→ **Objective**: Pick out each line in the data below that contains the word "jacket", and copy those lines.

— start of Information given —

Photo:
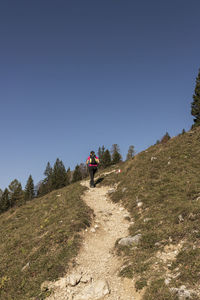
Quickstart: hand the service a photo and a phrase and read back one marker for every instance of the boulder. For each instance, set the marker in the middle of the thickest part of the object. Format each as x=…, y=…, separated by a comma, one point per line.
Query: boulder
x=73, y=279
x=94, y=291
x=130, y=240
x=183, y=293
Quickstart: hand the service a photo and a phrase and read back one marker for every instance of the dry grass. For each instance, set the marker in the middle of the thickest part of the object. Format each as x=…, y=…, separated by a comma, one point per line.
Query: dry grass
x=166, y=180
x=38, y=240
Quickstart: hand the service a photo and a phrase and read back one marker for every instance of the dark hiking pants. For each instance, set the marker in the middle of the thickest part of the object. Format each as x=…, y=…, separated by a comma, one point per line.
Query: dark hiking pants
x=92, y=171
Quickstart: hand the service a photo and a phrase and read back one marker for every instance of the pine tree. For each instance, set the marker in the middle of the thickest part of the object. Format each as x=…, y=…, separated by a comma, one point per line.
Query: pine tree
x=68, y=176
x=47, y=183
x=183, y=131
x=116, y=156
x=76, y=174
x=4, y=201
x=83, y=170
x=59, y=175
x=16, y=193
x=29, y=189
x=106, y=159
x=195, y=107
x=99, y=153
x=131, y=152
x=165, y=138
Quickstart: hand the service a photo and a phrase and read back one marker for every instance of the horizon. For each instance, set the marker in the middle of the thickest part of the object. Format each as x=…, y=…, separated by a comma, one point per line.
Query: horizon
x=76, y=76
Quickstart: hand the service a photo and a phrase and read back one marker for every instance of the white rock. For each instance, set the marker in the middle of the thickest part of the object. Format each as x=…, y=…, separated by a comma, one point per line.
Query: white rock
x=147, y=220
x=26, y=266
x=94, y=291
x=73, y=279
x=167, y=281
x=153, y=158
x=130, y=240
x=181, y=219
x=86, y=278
x=110, y=191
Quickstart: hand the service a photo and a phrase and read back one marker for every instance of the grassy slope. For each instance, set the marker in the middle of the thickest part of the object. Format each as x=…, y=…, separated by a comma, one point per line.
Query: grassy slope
x=44, y=234
x=168, y=187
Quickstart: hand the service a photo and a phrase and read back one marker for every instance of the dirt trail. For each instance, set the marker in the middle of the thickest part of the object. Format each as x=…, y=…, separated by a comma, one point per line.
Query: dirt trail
x=96, y=259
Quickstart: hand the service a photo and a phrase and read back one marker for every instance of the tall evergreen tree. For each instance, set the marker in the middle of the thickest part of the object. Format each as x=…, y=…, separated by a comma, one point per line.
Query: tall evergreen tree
x=4, y=201
x=48, y=181
x=99, y=153
x=16, y=193
x=165, y=138
x=68, y=176
x=195, y=107
x=116, y=156
x=131, y=152
x=29, y=189
x=77, y=174
x=83, y=170
x=59, y=175
x=106, y=159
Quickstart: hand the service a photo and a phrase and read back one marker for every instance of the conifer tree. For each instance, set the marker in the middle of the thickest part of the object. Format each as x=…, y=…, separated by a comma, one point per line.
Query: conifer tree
x=195, y=107
x=116, y=156
x=83, y=170
x=59, y=175
x=165, y=138
x=76, y=174
x=29, y=189
x=183, y=131
x=131, y=152
x=68, y=176
x=47, y=183
x=99, y=153
x=106, y=159
x=4, y=201
x=16, y=193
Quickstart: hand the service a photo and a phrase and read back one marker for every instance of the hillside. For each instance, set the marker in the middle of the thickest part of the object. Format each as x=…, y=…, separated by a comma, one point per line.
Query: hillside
x=159, y=187
x=39, y=240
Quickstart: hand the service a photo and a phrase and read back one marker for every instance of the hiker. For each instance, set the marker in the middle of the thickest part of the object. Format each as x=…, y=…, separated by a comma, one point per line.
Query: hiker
x=92, y=163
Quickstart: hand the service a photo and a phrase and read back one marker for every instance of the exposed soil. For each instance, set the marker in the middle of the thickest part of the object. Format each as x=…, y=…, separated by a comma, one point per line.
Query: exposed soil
x=96, y=258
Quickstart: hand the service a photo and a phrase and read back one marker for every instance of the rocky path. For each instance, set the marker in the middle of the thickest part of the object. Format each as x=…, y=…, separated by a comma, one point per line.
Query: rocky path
x=96, y=273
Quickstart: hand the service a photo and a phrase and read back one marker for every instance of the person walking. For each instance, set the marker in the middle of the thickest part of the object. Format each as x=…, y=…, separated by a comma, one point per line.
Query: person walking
x=92, y=163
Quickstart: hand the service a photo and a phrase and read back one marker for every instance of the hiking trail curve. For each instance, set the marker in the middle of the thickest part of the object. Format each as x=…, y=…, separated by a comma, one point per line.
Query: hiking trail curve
x=95, y=275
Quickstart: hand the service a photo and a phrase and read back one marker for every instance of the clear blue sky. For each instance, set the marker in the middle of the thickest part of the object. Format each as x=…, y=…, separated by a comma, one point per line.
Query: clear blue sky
x=76, y=75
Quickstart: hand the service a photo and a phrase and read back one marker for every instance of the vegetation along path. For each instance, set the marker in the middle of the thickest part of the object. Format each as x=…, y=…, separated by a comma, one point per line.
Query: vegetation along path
x=95, y=275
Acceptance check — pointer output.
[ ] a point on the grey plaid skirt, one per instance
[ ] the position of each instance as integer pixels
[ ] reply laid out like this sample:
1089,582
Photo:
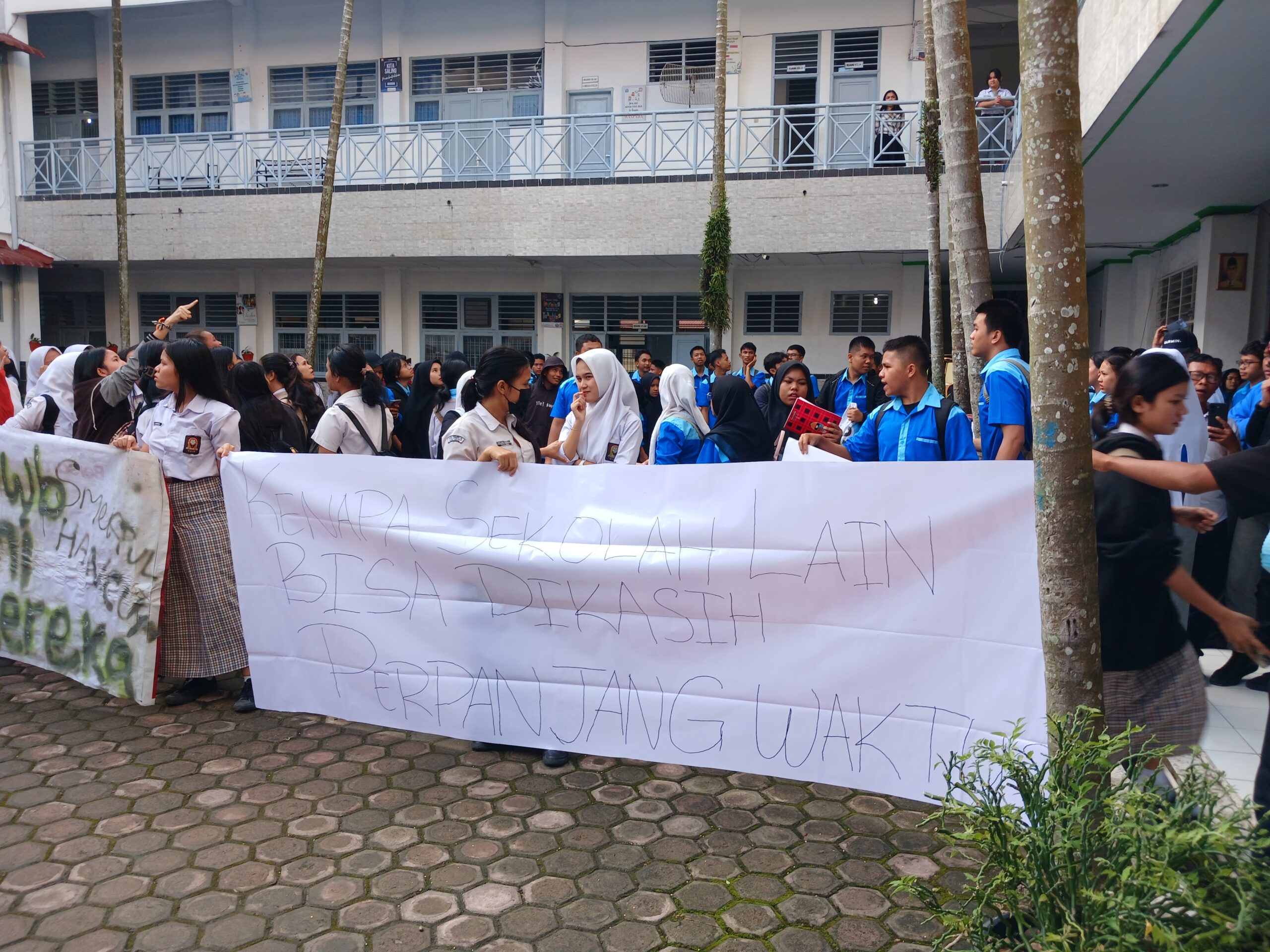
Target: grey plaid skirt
1166,700
201,630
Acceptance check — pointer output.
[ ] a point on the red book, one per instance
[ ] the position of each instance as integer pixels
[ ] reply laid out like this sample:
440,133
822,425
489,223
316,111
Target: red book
807,416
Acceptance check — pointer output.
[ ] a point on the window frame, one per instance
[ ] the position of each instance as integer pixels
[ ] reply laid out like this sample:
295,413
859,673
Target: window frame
198,112
498,330
772,329
370,69
860,314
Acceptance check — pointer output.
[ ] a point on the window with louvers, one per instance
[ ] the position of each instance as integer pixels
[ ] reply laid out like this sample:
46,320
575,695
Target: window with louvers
1178,296
681,59
774,314
860,313
855,51
797,55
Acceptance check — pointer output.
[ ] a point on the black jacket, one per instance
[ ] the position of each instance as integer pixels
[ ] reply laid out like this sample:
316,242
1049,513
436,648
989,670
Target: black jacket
1139,550
876,395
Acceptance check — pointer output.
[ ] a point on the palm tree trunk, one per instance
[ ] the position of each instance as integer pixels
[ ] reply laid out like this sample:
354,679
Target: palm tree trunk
969,245
1058,328
934,162
328,184
121,172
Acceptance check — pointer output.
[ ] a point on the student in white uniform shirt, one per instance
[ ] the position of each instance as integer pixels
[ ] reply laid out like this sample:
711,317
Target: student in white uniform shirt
191,431
51,403
604,423
489,431
359,423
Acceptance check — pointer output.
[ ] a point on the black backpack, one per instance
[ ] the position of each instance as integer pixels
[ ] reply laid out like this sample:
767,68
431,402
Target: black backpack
942,422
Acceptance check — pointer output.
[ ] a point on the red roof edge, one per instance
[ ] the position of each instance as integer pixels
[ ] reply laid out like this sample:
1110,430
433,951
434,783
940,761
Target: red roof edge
14,44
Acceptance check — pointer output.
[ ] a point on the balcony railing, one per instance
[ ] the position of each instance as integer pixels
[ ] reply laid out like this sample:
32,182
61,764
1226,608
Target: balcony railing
606,145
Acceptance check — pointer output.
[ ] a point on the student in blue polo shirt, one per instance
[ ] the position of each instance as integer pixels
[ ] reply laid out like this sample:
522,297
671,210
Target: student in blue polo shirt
1005,397
567,391
915,425
1245,400
854,393
750,371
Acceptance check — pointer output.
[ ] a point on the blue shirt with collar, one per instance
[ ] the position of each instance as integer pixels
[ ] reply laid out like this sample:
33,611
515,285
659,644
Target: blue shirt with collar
1244,402
1005,399
911,436
677,442
564,399
849,393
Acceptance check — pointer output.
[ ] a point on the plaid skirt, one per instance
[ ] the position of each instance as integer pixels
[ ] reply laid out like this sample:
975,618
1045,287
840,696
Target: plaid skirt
201,630
1166,700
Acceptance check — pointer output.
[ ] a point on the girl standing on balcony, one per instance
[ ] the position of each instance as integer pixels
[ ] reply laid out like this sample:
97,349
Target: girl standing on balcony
888,149
191,431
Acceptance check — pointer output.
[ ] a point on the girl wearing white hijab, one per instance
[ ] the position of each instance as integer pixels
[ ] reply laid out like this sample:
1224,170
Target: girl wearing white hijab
604,424
40,358
51,407
680,429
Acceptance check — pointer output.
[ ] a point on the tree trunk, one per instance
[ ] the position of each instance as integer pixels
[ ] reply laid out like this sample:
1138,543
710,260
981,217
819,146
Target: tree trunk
328,184
960,377
717,246
969,245
934,162
121,172
1058,328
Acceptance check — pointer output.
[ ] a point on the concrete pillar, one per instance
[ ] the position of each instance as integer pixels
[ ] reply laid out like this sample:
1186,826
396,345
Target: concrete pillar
553,58
1223,316
105,74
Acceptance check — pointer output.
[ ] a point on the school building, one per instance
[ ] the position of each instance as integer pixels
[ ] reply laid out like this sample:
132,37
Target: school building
526,171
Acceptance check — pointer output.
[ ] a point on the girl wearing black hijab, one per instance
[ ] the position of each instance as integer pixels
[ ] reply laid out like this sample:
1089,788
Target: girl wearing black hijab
740,434
412,425
793,380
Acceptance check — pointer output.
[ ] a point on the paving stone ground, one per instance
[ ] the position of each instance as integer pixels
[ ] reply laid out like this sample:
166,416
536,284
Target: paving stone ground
141,828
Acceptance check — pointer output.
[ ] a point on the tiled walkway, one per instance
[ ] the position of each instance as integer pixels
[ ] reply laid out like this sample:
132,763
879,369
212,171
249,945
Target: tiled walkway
130,828
1236,725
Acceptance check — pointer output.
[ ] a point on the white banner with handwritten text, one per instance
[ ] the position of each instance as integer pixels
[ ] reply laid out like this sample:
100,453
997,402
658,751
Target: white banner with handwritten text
85,532
845,624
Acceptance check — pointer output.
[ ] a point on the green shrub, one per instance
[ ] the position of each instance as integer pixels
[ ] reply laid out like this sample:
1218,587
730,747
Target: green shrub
1079,860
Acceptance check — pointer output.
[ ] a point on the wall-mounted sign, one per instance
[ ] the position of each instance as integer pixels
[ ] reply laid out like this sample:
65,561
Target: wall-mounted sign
241,85
552,309
732,59
390,74
634,99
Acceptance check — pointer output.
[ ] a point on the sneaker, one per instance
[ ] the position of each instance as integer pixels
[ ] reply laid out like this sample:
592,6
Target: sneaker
247,699
1260,683
556,758
1235,670
192,690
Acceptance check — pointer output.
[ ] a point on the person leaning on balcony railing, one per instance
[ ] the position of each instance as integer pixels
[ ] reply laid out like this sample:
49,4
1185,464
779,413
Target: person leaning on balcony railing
889,126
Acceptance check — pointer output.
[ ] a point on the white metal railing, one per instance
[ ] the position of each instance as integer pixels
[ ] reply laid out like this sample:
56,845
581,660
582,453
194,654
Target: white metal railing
606,145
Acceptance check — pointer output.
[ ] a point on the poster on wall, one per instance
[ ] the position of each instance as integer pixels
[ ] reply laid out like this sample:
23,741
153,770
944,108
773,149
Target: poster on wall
241,85
246,310
553,309
390,74
1232,271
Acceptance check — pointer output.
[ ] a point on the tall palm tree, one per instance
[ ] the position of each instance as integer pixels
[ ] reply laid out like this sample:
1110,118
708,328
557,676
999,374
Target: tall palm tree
121,171
968,252
328,184
933,159
717,245
1060,332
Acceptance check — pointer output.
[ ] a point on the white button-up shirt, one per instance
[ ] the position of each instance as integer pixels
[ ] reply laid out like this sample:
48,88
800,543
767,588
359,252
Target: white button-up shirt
186,441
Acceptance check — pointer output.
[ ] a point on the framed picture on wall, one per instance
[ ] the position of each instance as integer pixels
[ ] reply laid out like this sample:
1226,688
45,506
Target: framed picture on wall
1232,272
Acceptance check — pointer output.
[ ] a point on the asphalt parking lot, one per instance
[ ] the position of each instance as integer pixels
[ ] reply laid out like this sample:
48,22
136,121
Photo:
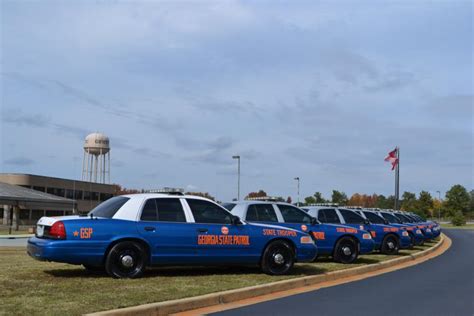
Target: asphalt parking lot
441,286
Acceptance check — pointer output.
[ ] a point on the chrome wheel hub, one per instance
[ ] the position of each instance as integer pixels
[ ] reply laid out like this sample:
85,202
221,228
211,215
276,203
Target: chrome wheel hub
278,258
127,261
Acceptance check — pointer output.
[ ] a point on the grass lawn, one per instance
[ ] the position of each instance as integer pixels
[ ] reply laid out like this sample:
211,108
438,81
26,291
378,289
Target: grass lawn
467,226
30,287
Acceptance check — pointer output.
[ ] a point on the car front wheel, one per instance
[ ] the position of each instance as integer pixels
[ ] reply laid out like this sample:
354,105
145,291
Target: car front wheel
278,258
390,245
126,259
346,250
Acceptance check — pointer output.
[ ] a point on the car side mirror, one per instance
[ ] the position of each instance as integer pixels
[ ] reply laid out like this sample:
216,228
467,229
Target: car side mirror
235,220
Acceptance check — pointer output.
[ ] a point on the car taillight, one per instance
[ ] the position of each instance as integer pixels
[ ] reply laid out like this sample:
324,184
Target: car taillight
58,231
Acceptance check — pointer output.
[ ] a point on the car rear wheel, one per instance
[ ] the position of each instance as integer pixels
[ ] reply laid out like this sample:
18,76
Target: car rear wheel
346,250
278,258
390,245
126,259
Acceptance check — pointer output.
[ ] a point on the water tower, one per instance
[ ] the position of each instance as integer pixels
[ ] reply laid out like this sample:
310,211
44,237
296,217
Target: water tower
96,161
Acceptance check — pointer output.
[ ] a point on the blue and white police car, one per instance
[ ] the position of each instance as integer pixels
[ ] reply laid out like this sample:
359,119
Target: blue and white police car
388,239
416,235
343,243
127,233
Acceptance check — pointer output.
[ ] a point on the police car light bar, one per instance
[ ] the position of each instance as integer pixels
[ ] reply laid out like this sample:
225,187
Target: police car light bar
167,190
265,198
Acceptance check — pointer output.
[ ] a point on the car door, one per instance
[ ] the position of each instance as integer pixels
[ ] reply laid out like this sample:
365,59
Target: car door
325,235
163,224
354,220
218,240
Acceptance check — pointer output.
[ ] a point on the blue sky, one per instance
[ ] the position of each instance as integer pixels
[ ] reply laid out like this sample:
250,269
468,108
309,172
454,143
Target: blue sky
322,90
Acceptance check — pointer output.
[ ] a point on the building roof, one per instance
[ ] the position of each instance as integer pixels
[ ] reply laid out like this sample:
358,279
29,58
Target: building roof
28,198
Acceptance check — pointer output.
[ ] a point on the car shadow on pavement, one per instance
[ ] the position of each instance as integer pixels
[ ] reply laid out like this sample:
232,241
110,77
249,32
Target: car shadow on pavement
186,271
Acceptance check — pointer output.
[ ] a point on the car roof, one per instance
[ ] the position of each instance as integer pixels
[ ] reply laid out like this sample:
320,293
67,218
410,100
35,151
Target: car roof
164,195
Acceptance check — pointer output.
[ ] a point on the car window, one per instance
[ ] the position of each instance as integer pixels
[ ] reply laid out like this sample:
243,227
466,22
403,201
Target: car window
110,207
328,216
207,212
261,213
293,215
229,206
391,218
149,212
163,210
351,217
374,218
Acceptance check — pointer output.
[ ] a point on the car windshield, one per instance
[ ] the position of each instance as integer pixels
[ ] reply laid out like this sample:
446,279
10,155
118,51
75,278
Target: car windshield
229,206
108,208
390,218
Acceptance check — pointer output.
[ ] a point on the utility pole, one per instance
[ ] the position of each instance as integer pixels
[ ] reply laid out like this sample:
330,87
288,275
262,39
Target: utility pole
397,180
238,175
439,207
298,201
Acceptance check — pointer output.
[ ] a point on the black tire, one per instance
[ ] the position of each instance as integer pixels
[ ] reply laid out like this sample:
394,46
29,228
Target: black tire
278,258
390,245
94,269
346,250
127,259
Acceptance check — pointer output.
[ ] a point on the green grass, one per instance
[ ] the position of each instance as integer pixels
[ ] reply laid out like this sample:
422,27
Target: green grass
29,287
467,226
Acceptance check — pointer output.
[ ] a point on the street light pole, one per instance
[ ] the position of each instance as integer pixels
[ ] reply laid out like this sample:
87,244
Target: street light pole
439,207
298,201
238,175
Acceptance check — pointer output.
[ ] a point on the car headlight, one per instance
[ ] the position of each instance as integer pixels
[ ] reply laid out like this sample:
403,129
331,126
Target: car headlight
306,240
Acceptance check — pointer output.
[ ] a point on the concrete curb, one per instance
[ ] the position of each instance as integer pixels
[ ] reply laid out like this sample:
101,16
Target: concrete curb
16,236
181,305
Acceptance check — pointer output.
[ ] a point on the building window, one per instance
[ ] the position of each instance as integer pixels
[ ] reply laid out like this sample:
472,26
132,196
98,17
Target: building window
24,214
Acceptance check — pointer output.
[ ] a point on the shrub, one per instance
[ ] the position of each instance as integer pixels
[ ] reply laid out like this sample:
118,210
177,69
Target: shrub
458,219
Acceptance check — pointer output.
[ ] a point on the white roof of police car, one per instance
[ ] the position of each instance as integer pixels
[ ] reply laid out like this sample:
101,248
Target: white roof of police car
131,209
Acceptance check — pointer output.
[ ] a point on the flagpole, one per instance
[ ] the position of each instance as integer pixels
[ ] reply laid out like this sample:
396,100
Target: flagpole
397,180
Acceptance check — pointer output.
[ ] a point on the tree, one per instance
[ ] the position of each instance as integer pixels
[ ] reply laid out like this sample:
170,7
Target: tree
339,197
424,205
408,201
202,194
457,199
318,196
309,200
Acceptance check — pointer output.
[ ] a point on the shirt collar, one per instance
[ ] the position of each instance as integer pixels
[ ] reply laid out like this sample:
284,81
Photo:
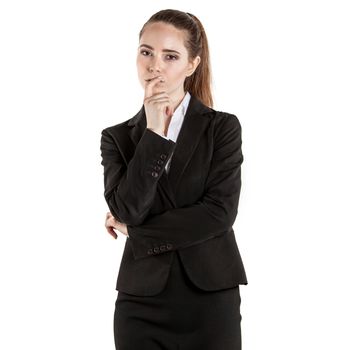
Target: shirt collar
182,107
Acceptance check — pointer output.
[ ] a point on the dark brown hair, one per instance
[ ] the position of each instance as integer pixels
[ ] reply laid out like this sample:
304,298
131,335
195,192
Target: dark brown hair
196,43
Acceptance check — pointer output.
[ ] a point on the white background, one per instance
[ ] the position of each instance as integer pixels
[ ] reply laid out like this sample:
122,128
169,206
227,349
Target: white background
68,70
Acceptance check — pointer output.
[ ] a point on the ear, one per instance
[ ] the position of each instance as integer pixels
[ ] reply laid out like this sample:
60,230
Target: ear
192,66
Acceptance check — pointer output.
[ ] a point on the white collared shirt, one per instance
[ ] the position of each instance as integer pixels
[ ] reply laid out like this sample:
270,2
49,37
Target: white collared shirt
176,123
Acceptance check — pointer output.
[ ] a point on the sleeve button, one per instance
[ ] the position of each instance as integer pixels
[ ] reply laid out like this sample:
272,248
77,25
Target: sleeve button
150,251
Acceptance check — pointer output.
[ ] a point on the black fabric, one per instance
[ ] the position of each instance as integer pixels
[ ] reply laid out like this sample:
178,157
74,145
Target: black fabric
182,317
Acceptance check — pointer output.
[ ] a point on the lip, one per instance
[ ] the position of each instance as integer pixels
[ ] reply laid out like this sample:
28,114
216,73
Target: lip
152,78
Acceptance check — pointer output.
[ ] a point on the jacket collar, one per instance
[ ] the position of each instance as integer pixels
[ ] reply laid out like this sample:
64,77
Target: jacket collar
195,121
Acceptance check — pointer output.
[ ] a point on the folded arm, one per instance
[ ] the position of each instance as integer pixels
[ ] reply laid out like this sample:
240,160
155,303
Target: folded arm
213,215
130,188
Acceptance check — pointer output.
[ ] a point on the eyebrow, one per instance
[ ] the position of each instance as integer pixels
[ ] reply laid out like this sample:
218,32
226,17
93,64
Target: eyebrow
164,50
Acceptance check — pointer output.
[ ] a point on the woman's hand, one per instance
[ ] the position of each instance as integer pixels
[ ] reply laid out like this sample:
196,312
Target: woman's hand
111,223
158,107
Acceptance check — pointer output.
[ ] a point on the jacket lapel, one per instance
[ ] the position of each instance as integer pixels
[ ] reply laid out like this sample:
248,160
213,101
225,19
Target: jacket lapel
195,122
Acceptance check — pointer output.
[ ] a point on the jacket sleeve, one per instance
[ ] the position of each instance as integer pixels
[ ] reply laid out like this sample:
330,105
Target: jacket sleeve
129,189
212,215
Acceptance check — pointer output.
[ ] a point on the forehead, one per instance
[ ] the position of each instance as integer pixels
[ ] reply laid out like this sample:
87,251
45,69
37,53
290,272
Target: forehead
163,35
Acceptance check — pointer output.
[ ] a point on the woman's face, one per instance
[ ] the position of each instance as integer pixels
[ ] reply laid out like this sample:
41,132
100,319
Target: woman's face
162,52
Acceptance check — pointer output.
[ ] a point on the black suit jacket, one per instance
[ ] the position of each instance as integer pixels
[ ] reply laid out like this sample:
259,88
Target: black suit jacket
190,210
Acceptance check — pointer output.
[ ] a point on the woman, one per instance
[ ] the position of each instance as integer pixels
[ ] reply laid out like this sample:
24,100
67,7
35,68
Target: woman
172,184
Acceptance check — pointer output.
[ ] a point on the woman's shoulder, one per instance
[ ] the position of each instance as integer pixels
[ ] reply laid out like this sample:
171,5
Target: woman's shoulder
224,119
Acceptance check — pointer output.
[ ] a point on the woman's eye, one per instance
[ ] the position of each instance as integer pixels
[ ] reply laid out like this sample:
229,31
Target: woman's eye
169,57
143,51
173,57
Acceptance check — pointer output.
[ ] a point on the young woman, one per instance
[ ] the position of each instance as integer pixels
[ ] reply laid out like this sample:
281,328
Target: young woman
172,177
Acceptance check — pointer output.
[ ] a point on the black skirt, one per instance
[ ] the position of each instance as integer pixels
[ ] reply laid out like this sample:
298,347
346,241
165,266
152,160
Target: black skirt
181,317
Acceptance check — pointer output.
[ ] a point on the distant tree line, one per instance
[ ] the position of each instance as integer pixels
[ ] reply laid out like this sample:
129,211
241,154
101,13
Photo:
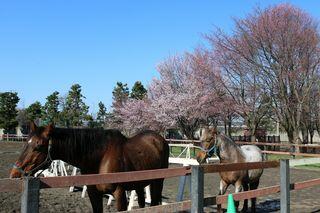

— end of Information given —

→ **Final answer**:
[ ] a point on the black jacket, one per instance
Target: black jacket
[ ] a point on the jacket collar, one per instance
Target: jacket collar
[ ] a point on the jacket lapel, one per instance
Target: jacket lapel
[ ] a point on the jacket sleeve, one per instance
Target: jacket sleeve
[ ] a point on the black suit jacket, one per instance
Target: black suit jacket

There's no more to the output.